══ Extracted material

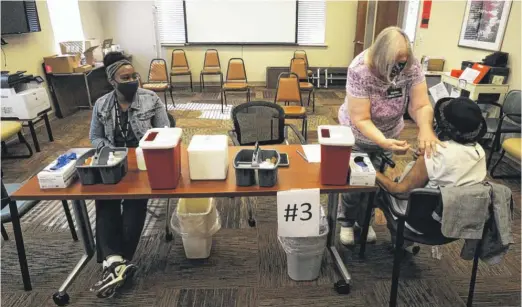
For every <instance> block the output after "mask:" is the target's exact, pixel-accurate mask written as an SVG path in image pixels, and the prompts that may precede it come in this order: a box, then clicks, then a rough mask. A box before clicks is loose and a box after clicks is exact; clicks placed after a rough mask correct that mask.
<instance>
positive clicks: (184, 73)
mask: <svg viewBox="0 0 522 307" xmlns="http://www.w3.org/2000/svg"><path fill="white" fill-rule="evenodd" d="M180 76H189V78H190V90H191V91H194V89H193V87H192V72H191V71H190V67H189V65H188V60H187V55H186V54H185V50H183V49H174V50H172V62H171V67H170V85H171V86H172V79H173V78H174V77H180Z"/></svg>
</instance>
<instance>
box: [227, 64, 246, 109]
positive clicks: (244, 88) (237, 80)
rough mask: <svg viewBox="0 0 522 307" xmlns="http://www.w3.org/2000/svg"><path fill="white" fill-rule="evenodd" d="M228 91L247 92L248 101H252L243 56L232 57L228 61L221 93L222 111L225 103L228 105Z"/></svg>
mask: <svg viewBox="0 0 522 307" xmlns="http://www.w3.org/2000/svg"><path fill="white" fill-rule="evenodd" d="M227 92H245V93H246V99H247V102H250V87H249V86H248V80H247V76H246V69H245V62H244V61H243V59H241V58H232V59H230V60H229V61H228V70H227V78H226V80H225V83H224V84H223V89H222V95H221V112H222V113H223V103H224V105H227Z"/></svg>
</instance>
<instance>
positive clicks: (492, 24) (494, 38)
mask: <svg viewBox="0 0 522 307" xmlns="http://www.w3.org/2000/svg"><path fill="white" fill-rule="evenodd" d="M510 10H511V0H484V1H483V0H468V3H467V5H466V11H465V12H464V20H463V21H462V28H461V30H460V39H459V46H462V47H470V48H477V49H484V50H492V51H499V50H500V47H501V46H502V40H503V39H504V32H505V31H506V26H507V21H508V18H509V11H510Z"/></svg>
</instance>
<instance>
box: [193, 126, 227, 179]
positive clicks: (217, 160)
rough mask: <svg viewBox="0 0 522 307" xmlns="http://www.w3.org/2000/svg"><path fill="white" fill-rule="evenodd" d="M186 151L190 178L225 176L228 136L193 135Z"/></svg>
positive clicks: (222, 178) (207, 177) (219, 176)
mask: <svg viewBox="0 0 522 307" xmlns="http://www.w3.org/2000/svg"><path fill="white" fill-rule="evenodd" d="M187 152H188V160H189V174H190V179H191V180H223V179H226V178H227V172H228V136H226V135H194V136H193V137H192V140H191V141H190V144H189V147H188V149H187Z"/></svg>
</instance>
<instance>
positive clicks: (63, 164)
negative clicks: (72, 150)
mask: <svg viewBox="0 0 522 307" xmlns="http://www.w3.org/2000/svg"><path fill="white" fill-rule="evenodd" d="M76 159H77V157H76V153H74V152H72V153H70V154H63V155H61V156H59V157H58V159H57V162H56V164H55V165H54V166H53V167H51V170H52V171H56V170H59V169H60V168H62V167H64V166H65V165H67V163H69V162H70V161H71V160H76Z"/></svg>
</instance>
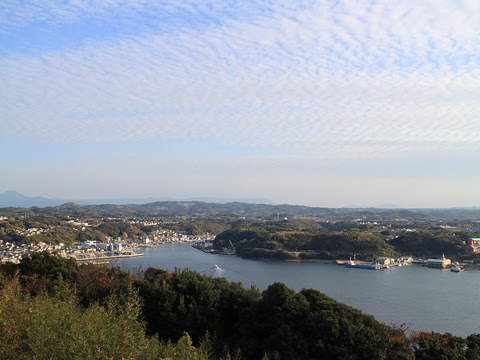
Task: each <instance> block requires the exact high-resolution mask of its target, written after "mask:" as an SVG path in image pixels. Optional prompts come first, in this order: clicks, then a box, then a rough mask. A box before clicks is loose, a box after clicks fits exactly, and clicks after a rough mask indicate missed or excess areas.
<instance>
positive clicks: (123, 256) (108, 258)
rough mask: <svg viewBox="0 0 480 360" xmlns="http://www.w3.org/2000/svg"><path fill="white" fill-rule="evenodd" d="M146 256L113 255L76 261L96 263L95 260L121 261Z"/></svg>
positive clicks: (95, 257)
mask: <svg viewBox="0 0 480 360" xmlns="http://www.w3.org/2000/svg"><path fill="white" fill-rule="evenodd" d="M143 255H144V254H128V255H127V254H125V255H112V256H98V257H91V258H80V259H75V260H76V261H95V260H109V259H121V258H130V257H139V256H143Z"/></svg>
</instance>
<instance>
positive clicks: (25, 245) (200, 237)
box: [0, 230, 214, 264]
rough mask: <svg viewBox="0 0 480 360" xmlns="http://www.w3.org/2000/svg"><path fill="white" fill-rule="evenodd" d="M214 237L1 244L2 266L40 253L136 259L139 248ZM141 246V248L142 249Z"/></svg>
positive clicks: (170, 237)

════

- _What you need to do_: Give back every entry word for word, and drop the pictures as you go.

- _Answer to the problem_:
For every <instance> block the output after "mask:" is the target's exact, pixel-accurate mask written as an SVG path in image pixels, and the prompts that may precede it come in this order: a box, then clicks, then a rough mask. A box before clicks is loose and a box after clicks is exact; clicks placed after a rough mask correct that mask.
<instance>
positive clicks: (184, 73)
mask: <svg viewBox="0 0 522 307" xmlns="http://www.w3.org/2000/svg"><path fill="white" fill-rule="evenodd" d="M180 76H189V78H190V90H191V91H194V89H193V87H192V72H191V71H190V67H189V65H188V60H187V55H186V54H185V50H183V49H174V50H172V62H171V67H170V85H171V86H172V79H173V78H174V77H180Z"/></svg>
</instance>
<instance>
box: [227, 64, 246, 109]
positive clicks: (244, 88) (237, 80)
rough mask: <svg viewBox="0 0 522 307" xmlns="http://www.w3.org/2000/svg"><path fill="white" fill-rule="evenodd" d="M228 91L247 92L248 101H252L243 56L232 57L228 61L221 93L222 111L225 103L228 105Z"/></svg>
mask: <svg viewBox="0 0 522 307" xmlns="http://www.w3.org/2000/svg"><path fill="white" fill-rule="evenodd" d="M227 92H245V93H246V99H247V102H250V87H249V86H248V80H247V76H246V69H245V62H244V61H243V59H241V58H232V59H230V60H229V61H228V70H227V78H226V80H225V83H224V84H223V89H222V95H221V112H222V113H223V103H224V105H227Z"/></svg>
</instance>
<instance>
positive clicks: (492, 24) (494, 38)
mask: <svg viewBox="0 0 522 307" xmlns="http://www.w3.org/2000/svg"><path fill="white" fill-rule="evenodd" d="M510 10H511V0H484V1H483V0H468V3H467V5H466V11H465V12H464V20H463V21H462V28H461V30H460V39H459V46H462V47H470V48H477V49H484V50H492V51H499V50H500V47H501V46H502V40H503V39H504V32H505V31H506V26H507V21H508V18H509V11H510Z"/></svg>
</instance>
<instance>
box: [193, 126, 227, 179]
positive clicks: (217, 160)
rough mask: <svg viewBox="0 0 522 307" xmlns="http://www.w3.org/2000/svg"><path fill="white" fill-rule="evenodd" d="M186 151L190 178L225 176L228 136L193 135Z"/></svg>
positive clicks: (222, 178) (207, 177) (219, 176)
mask: <svg viewBox="0 0 522 307" xmlns="http://www.w3.org/2000/svg"><path fill="white" fill-rule="evenodd" d="M187 152H188V160H189V174H190V179H191V180H223V179H226V178H227V172H228V136H226V135H194V136H193V137H192V140H191V141H190V144H189V147H188V149H187Z"/></svg>
</instance>
<instance>
positive clicks: (63, 164)
negative clicks: (72, 150)
mask: <svg viewBox="0 0 522 307" xmlns="http://www.w3.org/2000/svg"><path fill="white" fill-rule="evenodd" d="M76 159H77V157H76V153H74V152H72V153H70V154H63V155H61V156H59V157H58V159H57V162H56V164H55V165H54V166H53V167H51V170H52V171H56V170H59V169H60V168H62V167H64V166H65V165H67V163H69V162H70V161H71V160H76Z"/></svg>
</instance>
Task: each <instance> block requires the exact high-resolution mask of its target, written after "mask:" as an SVG path in image pixels. Optional prompts come first, in this order: clicks, then a box, then a rough mask. A box before clicks is loose, a box after clicks fits exactly, and clicks after a rough mask indicate missed or excess areas.
<instance>
positive clicks: (123, 256) (108, 258)
rough mask: <svg viewBox="0 0 480 360" xmlns="http://www.w3.org/2000/svg"><path fill="white" fill-rule="evenodd" d="M146 256L113 255L76 261L96 263L95 260L121 261Z"/></svg>
positive clicks: (95, 257)
mask: <svg viewBox="0 0 480 360" xmlns="http://www.w3.org/2000/svg"><path fill="white" fill-rule="evenodd" d="M143 255H144V254H128V255H127V254H125V255H112V256H98V257H91V258H80V259H75V260H76V261H95V260H109V259H121V258H130V257H139V256H143Z"/></svg>
</instance>
<instance>
positive clicks: (25, 245) (200, 237)
box: [0, 230, 214, 264]
rough mask: <svg viewBox="0 0 480 360" xmlns="http://www.w3.org/2000/svg"><path fill="white" fill-rule="evenodd" d="M214 237L1 244L2 266L40 253L136 259L139 248ZM141 246V248L142 249Z"/></svg>
positive clicks: (170, 237)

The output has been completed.